What is required
Copy out every item below word for word, keeping each line in its original order.

Dataset rows

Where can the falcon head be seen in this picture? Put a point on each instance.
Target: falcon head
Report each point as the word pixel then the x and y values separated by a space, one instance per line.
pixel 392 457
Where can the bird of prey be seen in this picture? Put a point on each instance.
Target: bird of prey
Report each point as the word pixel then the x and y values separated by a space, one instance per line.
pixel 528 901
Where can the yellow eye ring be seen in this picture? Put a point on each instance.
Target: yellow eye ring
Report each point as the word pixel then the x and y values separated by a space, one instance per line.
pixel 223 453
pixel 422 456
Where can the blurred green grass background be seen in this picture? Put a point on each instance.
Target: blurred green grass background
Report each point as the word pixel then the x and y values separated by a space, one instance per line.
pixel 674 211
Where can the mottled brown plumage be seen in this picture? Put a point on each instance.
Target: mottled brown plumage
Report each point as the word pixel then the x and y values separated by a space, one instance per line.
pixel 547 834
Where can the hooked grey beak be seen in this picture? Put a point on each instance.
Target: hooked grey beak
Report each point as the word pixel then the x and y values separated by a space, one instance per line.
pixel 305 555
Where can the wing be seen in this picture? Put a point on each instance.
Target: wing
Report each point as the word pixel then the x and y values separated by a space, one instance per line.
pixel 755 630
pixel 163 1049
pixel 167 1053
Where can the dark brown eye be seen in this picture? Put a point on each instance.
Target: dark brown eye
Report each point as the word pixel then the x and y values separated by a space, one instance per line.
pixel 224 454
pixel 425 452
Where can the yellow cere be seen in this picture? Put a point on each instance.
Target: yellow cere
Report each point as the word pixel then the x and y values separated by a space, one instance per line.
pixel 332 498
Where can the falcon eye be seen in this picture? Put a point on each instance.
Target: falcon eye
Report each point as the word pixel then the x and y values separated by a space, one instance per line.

Solution
Where can the falcon head be seen in this picture? Put a point on each instance.
Target: falcon head
Report each point as the word pixel then the x and y values separated by a space, one instance per line.
pixel 392 457
Where can the bird of prey be seen in this picture? Put a point on each instance.
Target: bird of prey
Report each point as the word pixel then the x and y values separated by a space, one instance per line.
pixel 528 901
Where can the yellow eye ring be seen in this picture? Put a point on each instance.
Target: yellow eye ring
Report each point as the word pixel then the x and y values separated by a space, one instance per line.
pixel 223 453
pixel 422 456
Where can the blurred green grass background be seen in this picture? Put a point on each instance.
Target: blurred green grass background
Report each point as the word pixel then the x and y values separated by a space, one instance per line.
pixel 674 211
Where can the mottled brown plumage be seen in this picture? Put a point on each instance.
Target: mottled brown plumage
Report each point as the word pixel then the x and y values separated by a space, one instance per line.
pixel 547 834
Where can the hooked grey beak be seen in this picture? Put a point on each instance.
Target: hooked grey beak
Report each point as the word pixel then the x and y values separated by a space, one instance per line.
pixel 305 555
Where can the wing be seen in this picture? Put a point on each instance.
Target: wing
Report each point as the word pixel then the x and y values separated by a space, one instance per line.
pixel 755 630
pixel 163 1049
pixel 167 1053
Where can the dark brown eye be seen in this picture? Put a point on each instance.
Target: dark brown eye
Report each point as the word pixel then the x and y values separated by a space, one instance per line.
pixel 224 454
pixel 425 452
Where can the yellow cere be seen in this picture? Put a point on each instance.
Target: yellow cere
Report each point as the word pixel then the x and y values separated by a space, one instance per line.
pixel 332 498
Where can the falcon eye be seen in this picture? Put a point on each instance.
Target: falcon eye
Report each point as the word pixel then the x and y values separated by a space, one instance per line.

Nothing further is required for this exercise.